- _ITEMS_:
--

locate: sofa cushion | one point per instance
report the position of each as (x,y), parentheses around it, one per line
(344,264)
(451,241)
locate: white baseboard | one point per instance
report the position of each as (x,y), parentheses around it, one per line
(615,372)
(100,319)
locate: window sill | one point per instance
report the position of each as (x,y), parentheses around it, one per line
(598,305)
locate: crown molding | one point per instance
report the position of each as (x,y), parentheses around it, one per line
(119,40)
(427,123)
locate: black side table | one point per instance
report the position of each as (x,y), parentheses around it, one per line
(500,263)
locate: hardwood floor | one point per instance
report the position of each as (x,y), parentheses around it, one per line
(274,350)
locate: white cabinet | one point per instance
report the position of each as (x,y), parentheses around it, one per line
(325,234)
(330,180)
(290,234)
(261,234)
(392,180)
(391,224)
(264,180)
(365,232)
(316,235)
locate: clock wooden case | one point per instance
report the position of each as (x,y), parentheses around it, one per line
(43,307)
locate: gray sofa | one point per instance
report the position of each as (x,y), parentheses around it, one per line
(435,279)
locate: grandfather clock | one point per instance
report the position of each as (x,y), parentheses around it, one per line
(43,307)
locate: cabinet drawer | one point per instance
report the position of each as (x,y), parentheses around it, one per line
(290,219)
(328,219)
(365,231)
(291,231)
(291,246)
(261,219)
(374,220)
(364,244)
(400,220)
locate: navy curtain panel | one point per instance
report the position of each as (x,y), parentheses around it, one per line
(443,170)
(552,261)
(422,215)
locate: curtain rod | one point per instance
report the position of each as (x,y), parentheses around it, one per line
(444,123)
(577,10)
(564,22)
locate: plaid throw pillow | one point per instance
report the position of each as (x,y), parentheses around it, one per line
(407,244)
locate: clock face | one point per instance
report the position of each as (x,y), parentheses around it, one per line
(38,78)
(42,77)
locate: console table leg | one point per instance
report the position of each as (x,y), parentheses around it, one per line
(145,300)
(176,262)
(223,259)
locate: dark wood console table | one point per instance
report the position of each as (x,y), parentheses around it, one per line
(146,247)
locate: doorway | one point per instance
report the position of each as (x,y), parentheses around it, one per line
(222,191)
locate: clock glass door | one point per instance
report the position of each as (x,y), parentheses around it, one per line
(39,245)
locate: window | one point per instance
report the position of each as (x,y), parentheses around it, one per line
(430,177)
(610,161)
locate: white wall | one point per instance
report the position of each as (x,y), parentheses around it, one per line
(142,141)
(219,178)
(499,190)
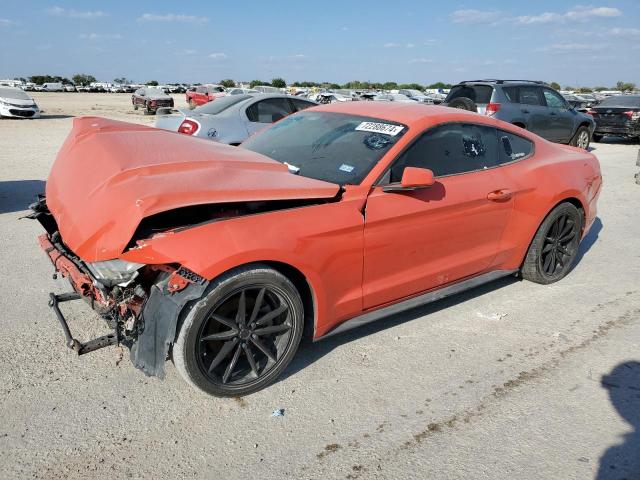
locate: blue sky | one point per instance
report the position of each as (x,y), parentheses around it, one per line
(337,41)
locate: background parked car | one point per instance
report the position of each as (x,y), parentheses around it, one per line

--

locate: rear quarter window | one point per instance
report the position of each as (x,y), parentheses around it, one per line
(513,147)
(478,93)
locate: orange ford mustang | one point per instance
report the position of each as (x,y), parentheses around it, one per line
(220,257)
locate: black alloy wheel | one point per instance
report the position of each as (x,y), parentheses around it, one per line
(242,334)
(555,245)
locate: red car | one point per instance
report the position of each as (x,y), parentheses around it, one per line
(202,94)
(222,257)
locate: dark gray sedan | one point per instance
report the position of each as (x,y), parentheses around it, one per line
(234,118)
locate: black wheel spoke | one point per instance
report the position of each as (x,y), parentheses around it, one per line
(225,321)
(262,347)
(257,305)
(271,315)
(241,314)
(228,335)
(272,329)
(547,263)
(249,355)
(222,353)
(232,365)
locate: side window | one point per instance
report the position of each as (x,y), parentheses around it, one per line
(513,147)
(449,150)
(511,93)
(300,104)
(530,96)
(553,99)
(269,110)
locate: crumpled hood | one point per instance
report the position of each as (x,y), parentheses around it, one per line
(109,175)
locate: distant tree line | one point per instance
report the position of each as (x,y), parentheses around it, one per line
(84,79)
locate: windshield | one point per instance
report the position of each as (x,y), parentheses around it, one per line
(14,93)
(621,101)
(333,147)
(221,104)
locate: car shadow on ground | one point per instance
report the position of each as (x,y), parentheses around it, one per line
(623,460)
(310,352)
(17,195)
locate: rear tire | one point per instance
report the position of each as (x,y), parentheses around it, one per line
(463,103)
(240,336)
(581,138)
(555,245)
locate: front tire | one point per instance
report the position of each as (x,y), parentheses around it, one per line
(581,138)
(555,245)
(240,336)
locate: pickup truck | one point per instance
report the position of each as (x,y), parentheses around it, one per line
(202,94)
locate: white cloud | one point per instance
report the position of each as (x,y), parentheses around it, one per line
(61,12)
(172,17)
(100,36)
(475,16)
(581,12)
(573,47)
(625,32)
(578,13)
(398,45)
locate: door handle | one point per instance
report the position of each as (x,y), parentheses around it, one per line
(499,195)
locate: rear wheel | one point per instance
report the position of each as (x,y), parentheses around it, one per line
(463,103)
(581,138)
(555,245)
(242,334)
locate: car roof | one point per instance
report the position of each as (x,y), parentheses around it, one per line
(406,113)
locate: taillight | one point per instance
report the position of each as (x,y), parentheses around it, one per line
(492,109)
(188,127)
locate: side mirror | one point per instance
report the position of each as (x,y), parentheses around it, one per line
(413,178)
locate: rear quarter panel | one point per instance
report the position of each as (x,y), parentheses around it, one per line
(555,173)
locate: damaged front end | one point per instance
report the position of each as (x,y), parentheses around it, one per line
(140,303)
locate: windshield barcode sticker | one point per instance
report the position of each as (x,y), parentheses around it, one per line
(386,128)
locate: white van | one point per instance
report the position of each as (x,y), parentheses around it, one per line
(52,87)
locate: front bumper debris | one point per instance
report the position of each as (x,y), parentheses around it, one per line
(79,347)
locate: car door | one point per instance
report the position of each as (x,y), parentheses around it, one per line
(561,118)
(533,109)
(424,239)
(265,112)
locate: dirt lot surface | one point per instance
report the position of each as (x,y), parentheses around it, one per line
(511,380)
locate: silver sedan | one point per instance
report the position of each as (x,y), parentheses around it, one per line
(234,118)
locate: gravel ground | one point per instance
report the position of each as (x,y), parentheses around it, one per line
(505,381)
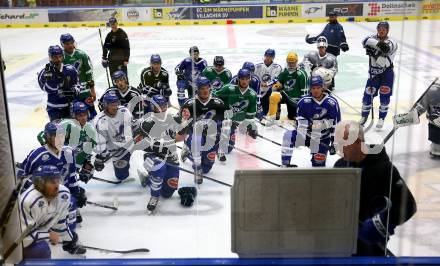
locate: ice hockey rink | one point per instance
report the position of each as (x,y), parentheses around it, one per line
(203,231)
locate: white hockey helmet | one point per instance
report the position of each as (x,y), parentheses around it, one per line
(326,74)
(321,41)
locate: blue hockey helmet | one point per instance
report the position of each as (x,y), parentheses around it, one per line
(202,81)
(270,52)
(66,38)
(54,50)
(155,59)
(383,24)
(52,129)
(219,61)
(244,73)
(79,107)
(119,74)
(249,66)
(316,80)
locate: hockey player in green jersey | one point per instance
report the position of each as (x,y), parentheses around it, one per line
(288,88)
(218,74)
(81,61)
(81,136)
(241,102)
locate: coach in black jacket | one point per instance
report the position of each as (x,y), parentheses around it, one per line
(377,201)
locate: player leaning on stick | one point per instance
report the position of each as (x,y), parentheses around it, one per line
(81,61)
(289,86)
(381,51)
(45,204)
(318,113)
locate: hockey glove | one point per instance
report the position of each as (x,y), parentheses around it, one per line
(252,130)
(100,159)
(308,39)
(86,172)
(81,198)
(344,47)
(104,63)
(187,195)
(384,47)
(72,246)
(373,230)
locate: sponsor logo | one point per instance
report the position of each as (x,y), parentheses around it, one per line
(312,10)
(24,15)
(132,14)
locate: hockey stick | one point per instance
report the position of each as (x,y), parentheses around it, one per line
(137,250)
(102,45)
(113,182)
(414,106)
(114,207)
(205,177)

--

- _TASK DESCRIPTION_: Locate every line in the entries above that contains the word "front", and copy each of those lines.

- _CORRECT RESULT_:
locate: front tire | one point per instance
locate: damaged front end | one point per instance
locate: front bumper debris | one point per instance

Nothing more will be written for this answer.